Records from a point labeling set:
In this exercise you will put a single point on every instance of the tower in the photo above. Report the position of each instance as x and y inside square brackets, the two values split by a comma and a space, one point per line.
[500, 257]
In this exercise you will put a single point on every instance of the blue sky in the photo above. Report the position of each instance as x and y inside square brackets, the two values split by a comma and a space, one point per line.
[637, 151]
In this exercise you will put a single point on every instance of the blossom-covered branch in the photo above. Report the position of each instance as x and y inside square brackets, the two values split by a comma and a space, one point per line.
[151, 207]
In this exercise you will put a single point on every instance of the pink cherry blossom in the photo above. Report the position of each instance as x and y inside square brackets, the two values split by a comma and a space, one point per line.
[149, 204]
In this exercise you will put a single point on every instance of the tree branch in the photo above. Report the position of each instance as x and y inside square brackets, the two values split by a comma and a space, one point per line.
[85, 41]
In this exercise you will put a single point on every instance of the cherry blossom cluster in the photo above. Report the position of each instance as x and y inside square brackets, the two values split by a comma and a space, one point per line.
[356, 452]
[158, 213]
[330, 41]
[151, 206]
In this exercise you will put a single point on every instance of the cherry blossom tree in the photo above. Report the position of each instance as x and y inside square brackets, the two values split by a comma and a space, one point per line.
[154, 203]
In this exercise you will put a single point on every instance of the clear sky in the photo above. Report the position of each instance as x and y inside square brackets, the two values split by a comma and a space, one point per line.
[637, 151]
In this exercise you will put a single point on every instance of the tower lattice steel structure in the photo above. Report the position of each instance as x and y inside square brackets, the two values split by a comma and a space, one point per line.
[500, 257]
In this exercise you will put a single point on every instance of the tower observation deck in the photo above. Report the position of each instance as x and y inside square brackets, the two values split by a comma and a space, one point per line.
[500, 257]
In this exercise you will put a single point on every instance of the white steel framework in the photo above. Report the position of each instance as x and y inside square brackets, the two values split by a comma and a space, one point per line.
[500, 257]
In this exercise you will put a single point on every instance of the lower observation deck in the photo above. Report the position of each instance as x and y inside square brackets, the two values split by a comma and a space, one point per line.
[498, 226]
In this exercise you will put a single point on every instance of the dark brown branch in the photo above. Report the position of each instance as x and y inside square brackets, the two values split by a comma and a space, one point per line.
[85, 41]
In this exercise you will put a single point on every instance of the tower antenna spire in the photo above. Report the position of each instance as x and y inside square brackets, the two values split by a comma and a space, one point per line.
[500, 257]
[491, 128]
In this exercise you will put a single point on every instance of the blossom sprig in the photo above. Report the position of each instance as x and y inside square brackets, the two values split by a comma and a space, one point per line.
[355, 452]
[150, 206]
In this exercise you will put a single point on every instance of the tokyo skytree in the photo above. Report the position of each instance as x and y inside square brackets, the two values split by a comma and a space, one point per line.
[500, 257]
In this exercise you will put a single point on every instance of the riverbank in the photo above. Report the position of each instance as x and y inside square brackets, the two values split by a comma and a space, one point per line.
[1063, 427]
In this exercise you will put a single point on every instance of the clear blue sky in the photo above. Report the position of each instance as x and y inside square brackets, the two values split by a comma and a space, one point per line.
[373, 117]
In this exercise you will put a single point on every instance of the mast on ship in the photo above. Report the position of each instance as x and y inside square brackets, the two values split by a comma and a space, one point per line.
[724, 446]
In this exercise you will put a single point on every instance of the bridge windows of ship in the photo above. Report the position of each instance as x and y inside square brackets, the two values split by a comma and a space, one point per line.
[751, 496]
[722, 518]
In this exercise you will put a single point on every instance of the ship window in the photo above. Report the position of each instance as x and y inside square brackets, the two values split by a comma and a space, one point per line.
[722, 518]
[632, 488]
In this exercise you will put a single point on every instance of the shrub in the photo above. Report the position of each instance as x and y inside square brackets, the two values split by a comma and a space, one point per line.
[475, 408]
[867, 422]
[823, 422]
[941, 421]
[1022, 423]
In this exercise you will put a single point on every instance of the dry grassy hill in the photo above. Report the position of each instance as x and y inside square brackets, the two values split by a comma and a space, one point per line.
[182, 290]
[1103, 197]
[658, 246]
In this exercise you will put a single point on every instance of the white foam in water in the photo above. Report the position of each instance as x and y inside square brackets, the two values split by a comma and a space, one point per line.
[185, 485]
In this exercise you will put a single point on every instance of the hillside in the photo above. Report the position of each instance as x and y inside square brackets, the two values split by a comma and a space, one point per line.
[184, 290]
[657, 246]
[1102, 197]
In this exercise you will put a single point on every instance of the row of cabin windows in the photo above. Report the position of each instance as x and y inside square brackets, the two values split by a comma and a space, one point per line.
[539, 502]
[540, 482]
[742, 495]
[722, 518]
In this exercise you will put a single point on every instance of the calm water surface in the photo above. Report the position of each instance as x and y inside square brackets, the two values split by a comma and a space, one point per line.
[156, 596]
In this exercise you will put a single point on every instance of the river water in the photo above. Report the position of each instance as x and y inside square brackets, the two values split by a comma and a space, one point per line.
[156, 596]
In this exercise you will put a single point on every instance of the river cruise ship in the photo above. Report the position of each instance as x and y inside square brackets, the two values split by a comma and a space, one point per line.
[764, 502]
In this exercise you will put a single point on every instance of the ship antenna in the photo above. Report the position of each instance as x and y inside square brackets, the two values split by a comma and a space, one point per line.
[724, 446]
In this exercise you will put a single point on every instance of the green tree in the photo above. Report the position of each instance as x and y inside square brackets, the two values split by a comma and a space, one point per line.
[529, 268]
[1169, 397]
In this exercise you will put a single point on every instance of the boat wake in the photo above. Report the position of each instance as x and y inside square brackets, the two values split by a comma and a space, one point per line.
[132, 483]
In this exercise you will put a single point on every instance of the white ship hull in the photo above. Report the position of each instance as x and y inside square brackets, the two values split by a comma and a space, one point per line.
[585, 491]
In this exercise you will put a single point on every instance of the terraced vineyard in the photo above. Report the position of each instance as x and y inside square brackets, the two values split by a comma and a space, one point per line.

■ To do
Quote verbatim the part of the records that opens with the line containing "the white ship" and continues through the end of the records, including both ends.

■ Worked answer
In this exercise you will put a single point on every instance of the white ship hull in the photo above. Report the position of each instance as x and y inside square brackets, the two values split by a comma and a space, one point per line.
[585, 491]
In this exercise you will put a single point on every instance of the terraced vineyard in the photo above. Report the position of each instance as x and y inside square brackets, the two values split by a comma and a space, one point per line.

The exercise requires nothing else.